### Given problem
Put each line below, from the one containing "outline wing feather" through the last line of the rows, into a JSON list of strings with one string per line. Skip blank lines and leave the pictures out.
--- start of Records shown ---
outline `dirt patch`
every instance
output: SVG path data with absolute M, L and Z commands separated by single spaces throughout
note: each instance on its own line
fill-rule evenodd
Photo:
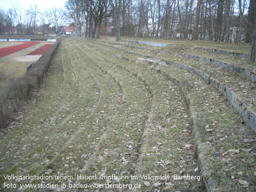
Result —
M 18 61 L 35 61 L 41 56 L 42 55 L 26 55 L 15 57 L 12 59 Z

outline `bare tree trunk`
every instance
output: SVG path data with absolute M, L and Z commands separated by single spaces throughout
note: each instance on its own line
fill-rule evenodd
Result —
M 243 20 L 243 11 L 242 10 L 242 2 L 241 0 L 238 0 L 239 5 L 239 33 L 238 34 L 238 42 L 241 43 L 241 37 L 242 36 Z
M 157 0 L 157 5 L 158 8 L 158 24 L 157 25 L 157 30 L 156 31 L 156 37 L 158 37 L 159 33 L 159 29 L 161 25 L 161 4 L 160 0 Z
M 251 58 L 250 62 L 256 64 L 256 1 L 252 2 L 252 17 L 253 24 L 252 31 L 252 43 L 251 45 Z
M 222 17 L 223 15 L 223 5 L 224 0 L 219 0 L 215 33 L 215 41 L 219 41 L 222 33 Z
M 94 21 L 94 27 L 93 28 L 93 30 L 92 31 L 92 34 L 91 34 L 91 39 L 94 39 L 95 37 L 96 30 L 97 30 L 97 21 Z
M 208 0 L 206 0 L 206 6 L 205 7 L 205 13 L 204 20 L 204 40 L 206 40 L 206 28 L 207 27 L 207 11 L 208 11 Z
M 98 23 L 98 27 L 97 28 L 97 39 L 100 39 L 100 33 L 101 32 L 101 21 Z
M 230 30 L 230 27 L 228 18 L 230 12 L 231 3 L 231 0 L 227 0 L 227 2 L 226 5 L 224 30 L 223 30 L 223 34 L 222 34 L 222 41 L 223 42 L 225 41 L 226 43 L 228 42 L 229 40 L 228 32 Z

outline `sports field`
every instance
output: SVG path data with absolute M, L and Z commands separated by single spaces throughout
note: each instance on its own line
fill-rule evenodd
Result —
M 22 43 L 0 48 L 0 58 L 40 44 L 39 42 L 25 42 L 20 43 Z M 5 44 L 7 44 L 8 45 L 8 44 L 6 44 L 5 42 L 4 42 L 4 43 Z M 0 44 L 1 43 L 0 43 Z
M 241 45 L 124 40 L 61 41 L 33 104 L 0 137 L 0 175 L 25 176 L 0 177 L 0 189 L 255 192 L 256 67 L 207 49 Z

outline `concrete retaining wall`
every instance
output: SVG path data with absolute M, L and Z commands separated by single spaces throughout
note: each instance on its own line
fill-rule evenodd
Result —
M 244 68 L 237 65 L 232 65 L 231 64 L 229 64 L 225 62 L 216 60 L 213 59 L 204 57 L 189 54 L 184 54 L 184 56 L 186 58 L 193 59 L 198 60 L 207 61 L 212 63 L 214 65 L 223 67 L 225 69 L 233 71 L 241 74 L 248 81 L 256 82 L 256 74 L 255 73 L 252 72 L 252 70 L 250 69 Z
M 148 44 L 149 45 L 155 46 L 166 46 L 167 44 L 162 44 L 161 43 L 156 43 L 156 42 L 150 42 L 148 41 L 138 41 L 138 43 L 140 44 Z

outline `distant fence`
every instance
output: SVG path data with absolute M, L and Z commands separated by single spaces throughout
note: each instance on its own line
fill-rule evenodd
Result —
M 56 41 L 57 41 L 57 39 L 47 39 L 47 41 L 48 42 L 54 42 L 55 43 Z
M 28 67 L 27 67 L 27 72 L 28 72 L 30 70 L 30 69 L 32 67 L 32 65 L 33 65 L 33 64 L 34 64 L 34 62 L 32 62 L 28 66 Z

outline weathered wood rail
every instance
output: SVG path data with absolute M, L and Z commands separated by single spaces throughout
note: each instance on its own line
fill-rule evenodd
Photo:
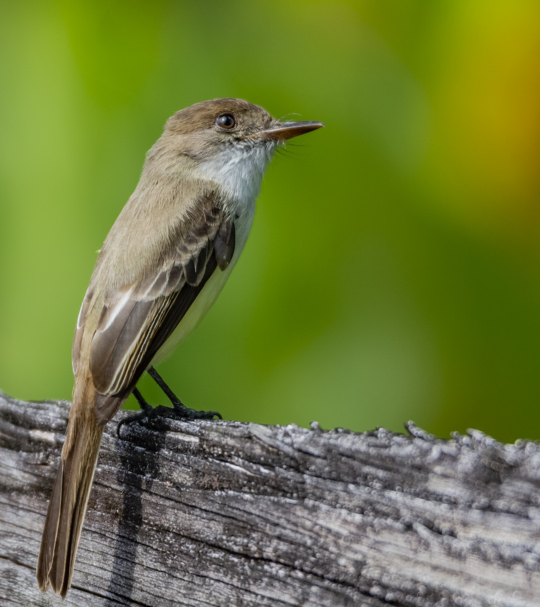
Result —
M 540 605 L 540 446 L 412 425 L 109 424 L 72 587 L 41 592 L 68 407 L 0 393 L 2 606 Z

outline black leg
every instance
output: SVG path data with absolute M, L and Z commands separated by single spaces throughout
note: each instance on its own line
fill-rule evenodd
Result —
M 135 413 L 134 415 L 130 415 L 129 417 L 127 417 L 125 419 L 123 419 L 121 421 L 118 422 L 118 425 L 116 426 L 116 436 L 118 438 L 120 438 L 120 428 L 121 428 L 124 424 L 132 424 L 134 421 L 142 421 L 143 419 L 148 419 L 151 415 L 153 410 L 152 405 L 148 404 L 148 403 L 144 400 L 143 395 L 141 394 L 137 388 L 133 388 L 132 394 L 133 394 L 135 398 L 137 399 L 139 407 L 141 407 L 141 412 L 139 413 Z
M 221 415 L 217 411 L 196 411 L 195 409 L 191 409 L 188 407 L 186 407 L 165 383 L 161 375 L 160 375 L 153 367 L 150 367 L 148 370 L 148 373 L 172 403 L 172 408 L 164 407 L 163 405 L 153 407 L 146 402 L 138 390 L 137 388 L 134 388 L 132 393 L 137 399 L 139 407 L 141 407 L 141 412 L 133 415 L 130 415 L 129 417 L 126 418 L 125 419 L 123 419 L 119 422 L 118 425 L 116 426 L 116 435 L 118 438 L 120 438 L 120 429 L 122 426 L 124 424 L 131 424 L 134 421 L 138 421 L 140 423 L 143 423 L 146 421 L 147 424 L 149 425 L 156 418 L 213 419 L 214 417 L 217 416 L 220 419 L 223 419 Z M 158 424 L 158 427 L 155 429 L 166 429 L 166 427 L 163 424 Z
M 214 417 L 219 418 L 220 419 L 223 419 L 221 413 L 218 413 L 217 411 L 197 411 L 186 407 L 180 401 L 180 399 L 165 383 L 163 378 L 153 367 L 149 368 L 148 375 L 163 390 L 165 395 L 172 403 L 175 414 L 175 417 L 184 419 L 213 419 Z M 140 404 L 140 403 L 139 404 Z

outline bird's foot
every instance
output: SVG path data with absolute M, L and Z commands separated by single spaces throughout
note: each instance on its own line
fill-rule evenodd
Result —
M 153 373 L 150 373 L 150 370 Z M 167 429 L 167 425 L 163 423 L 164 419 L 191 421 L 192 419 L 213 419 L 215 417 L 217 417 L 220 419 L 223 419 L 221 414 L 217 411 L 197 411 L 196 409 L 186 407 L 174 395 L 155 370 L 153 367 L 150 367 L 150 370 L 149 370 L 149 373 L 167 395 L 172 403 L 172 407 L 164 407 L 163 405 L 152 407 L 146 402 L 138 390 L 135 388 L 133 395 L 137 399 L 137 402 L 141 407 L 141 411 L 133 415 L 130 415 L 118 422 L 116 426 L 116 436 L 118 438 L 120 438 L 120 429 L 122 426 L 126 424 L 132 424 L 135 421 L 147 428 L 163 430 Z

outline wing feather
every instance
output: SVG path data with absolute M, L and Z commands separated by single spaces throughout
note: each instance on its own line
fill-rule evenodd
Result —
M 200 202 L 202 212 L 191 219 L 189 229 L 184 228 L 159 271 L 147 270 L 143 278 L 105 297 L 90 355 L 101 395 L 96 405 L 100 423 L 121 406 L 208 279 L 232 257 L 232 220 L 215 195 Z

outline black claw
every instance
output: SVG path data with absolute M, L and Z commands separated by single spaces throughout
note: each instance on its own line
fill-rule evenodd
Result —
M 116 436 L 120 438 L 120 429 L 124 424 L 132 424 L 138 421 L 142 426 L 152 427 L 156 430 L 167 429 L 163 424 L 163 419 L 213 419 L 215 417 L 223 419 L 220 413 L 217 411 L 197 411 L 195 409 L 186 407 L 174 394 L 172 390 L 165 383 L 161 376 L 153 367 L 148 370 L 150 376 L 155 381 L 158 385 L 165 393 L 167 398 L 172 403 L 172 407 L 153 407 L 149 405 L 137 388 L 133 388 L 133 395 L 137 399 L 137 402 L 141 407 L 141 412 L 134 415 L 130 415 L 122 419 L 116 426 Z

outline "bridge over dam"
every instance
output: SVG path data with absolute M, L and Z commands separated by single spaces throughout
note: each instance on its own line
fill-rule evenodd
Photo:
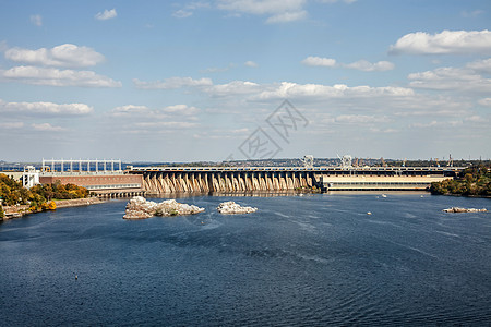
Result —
--- end of Records shown ---
### Expected answer
[
  "outline wing feather",
  "every instance",
  "output: SVG path data with absolute M, L and Z commands separated by single spaces throughout",
  "note: each instance on its own line",
  "fill-rule evenodd",
  "Result —",
  "M 200 202 L 202 212 L 191 219 L 189 229 L 184 228 L 159 271 L 147 270 L 143 278 L 105 297 L 90 355 L 101 395 L 96 405 L 100 423 L 121 406 L 208 279 L 232 257 L 232 220 L 215 195 Z",
  "outline black claw",
  "every instance",
  "output: SVG path data with absolute M, L and Z commands separated by single spaces throughout",
  "note: each instance on its own line",
  "fill-rule evenodd",
  "Result —",
  "M 116 436 L 120 438 L 120 429 L 124 424 L 132 424 L 138 421 L 142 426 L 152 427 L 156 430 L 167 429 L 163 424 L 163 419 L 213 419 L 215 417 L 223 419 L 220 413 L 217 411 L 197 411 L 195 409 L 186 407 L 174 394 L 172 390 L 165 383 L 161 376 L 153 367 L 148 370 L 150 376 L 155 381 L 158 385 L 165 393 L 167 398 L 172 403 L 172 407 L 153 407 L 149 405 L 137 388 L 133 388 L 133 395 L 137 399 L 137 402 L 141 407 L 141 412 L 134 415 L 130 415 L 122 419 L 116 426 Z",
  "outline \"bridge over dam\"",
  "every instance",
  "output: SVG path data with absolute M, L and Z commands separated by single spaces throughout",
  "note: each instance on its own line",
  "fill-rule evenodd",
  "Photo:",
  "Result —"
]